**Text section:**
* start *
Metadata-Version: 2.4
Name: cogflow
Version: 2.0.1b1
Summary: COGFlow — modular machine learning workflow management system
Author-email: Sai Kireeti <sai.kireeti@hiro-microdatacenters.nl>
License-Expression: MIT
Project-URL: Homepage, https://github.com/HIRO-MicroDataCenters-BV/cogflow
Project-URL: Issues, https://github.com/HIRO-MicroDataCenters-BV/cogflow/issues
Project-URL: Documentation, https://hiro-microdatacenters-bv.github.io/cogflow
Keywords: ml,workflow,kfp,federated-learning,cogflow,mlops
Classifier: Programming Language :: Python :: 3
Classifier: Operating System :: OS Independent
Classifier: Intended Audience :: Developers
Classifier: Topic :: Scientific/Engineering :: Artificial Intelligence
Classifier: Topic :: Software Development :: Libraries :: Python Modules
Requires-Python: >=3.10
Description-Content-Type: text/markdown
License-File: LICENSE.md
Requires-Dist: mlflow==2.22.0
Requires-Dist: kfp==1.8.22
Requires-Dist: pyyaml<7,>=6.0.2
Requires-Dist: pydantic<2.0.0
Requires-Dist: scikit-learn==1.7.0
Requires-Dist: tenacity
Requires-Dist: kubernetes
Requires-Dist: kubernetes_asyncio
Requires-Dist: minio>=7.2.0
Provides-Extra: dev
Requires-Dist: pytest>=7.4.0; extra == "dev"
* end *
**Information given:**
* start *
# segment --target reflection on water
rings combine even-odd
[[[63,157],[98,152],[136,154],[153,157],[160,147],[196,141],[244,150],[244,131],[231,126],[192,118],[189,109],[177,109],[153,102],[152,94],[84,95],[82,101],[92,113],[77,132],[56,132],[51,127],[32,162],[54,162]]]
* end *
* start *
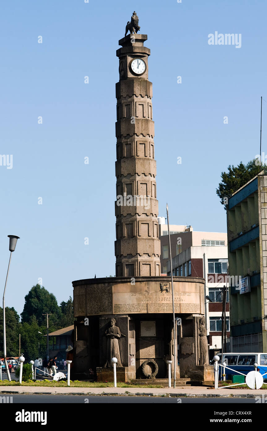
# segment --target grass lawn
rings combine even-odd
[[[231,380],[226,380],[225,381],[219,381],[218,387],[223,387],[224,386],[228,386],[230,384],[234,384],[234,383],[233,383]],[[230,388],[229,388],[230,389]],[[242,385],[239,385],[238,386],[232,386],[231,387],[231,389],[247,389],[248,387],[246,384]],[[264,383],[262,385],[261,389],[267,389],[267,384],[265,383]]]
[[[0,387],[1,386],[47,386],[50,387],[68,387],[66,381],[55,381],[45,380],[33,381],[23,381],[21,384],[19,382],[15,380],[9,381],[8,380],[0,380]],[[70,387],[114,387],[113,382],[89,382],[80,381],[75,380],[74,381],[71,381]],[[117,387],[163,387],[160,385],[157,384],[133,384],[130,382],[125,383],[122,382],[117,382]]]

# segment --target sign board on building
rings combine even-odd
* end *
**Tasks and exercises:**
1. Answer these from the cogflow package metadata:
(a) What Python version does the package require?
(b) Which exact version of kfp is pinned?
(c) Under what license is it released?
2. Write the next part of the cogflow package metadata, picking up after its final line.
The listing above comes from a separate source and is unrelated to the cogflow package metadata.

**Responses:**
1.
(a) Python 3.10 or later (>=3.10)
(b) 1.8.22
(c) MIT

2.
Requires-Dist: pytest-cov>=4.1.0; extra == "dev"
Requires-Dist: pytest-mock>=3.12.0; extra == "dev"
Requires-Dist: pytest-asyncio>=0.21.0; extra == "dev"
Requires-Dist: coverage; extra == "dev"
Requires-Dist: build; extra == "dev"
Requires-Dist: twine; extra == "dev"
Provides-Extra: docs
Requires-Dist: mkdocs>=1.6.0; extra == "docs"
Requires-Dist: mkdocs-material>=9.4.0; extra == "docs"
Requires-Dist: pdoc3>=0.11.0; extra == "docs"
Dynamic: license-file

# CogFlow

**CogFlow** is a modular, SDK-first machine learning workflow management system
built on **Kubeflow Pipelines**, **MLflow**, **Kubernetes**, and **MinIO**.

It provides a clean Python API for:
- building production-grade ML pipelines
- managing datasets and components
- orchestrating federated learning workflows
- enforcing consistent error handling and validation

CogFlow is designed for **real infrastructure**, not notebooks only.

---

## Why CogFlow?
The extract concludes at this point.